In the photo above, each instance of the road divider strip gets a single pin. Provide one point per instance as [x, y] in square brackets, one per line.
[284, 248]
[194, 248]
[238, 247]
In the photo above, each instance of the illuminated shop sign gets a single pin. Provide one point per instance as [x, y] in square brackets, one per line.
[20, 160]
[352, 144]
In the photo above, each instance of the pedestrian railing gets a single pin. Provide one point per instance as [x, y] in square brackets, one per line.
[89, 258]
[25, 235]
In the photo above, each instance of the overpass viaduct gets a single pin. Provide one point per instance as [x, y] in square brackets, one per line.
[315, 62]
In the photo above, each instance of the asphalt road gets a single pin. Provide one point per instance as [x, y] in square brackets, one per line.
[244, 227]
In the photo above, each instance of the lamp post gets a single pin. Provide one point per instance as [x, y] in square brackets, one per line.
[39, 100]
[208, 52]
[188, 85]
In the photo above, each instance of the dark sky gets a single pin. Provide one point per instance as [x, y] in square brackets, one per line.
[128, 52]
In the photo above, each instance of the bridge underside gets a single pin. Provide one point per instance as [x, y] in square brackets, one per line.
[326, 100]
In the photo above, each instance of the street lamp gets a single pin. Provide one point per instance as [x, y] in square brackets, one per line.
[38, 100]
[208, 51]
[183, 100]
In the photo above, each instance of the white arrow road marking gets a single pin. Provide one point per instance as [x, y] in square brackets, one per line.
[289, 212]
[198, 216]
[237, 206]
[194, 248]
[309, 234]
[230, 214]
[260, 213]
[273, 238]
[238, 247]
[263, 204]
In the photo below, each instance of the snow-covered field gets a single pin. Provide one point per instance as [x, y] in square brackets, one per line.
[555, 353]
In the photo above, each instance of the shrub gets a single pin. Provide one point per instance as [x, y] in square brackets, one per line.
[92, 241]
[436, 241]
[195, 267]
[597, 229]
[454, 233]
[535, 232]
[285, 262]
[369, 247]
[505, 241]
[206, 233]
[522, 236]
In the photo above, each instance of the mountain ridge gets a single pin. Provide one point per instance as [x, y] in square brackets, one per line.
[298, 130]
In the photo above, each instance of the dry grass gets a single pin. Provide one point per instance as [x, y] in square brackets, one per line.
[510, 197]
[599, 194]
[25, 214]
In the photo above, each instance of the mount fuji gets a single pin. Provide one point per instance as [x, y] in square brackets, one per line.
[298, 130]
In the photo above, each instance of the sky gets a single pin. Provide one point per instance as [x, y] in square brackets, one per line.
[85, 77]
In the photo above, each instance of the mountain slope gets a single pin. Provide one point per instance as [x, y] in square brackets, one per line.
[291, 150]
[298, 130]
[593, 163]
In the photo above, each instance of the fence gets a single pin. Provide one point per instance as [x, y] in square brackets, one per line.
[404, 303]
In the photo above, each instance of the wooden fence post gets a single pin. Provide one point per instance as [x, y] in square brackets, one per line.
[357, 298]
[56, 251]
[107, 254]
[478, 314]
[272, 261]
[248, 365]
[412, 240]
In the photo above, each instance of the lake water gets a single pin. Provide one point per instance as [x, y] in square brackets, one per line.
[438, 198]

- **WHAT TO WORK ON**:
Print all of the lines above again, word for word and in the same order, without altering anything.

- **COMPLETED TASK**:
In the photo above, each instance of the road divider strip gets a single pin. Provide one point per instance as [x, y] in square brackets, one per line.
[284, 248]
[194, 248]
[238, 247]
In the photo above, each instance of the illuminated shop sign gets a single pin. Provide one point per instance as [x, y] in square brackets, one per line.
[20, 160]
[352, 144]
In the photo above, each instance of the pedestrian railing gets a single pin. Provide one point per instance as [x, y] in square brackets, one per line.
[89, 258]
[25, 235]
In the photo above, each instance of the overpass viaduct gets a single pin. Provide one point per instance as [x, y] in square brackets, one per line.
[315, 62]
In the photo above, each instance of the asphalt road gets a single pin. Provide one point per instance as [x, y] in square brackets, one per line.
[244, 227]
In the photo above, each instance of the lamp post gets a single pin. Provide one point per instance as [x, y] in square brackets, one per line.
[39, 100]
[208, 52]
[188, 85]
In the photo above, each instance of the dark sky gets a single pin. Provide one point per instance as [x, y] in square brackets, one per line.
[128, 52]
In the photo above, each instance of the bridge underside gets a single pin. Provide one point per instance as [x, y] in square brackets, one per line.
[326, 100]
In the photo above, each instance of the street lamp gets a single pin. Provide one point per instance as [x, y] in square brackets, one per line.
[38, 100]
[208, 51]
[183, 100]
In the photo above, each instance of the white arrow road marking gets a single pin. Provide one point per instance as [x, y] in square brackets, one per line.
[289, 212]
[198, 216]
[237, 206]
[194, 248]
[309, 234]
[230, 214]
[260, 213]
[273, 238]
[238, 247]
[263, 204]
In the photo below, each instance of the snow-covered field gets a single pin. Provide one point per instance as [x, y] in square brackets, one per line.
[555, 353]
In the photo above, each instance of the shrub gets a single pin. Provide one point per instance as [x, y] in square brackets, one per line.
[92, 241]
[436, 241]
[195, 267]
[597, 229]
[454, 233]
[535, 232]
[285, 262]
[369, 247]
[505, 241]
[206, 233]
[522, 236]
In the photo above, each instance of the mountain ridge gets a single pin. Provide one point per instance as [x, y] in square brackets, one per line.
[298, 130]
In the photo above, each instance of the dry grass gets a single pin. Provide one point per instance as [x, y] in square brackets, one per line.
[510, 197]
[599, 194]
[25, 214]
In the photo above, each instance of the mount fuji gets a single pin. Provide one point per instance as [x, y] in square brackets, one per line.
[298, 130]
In the photo above, each instance of the sky gets a single pin. Provide one point per instance as [x, y] in square brackets, one per line.
[85, 77]
In the photo above, each instance of the mountain slope gets a single pin. Provide one point per instance as [x, y] in square brackets, one per line.
[291, 150]
[298, 130]
[593, 163]
In the photo above, each instance of the fence gets a single pin. Provide one point per instance as [x, y] in square brackets, one per line.
[404, 303]
In the photo above, each instance of the wooden fence post gets a single pin. Provide one point per instance as [x, y] in square brackets, one per line.
[357, 298]
[56, 251]
[107, 254]
[478, 314]
[272, 261]
[248, 365]
[412, 240]
In the photo above, each instance of the lake water gets a single pin. Provide one point per instance as [x, y] in square brackets, one per line.
[438, 198]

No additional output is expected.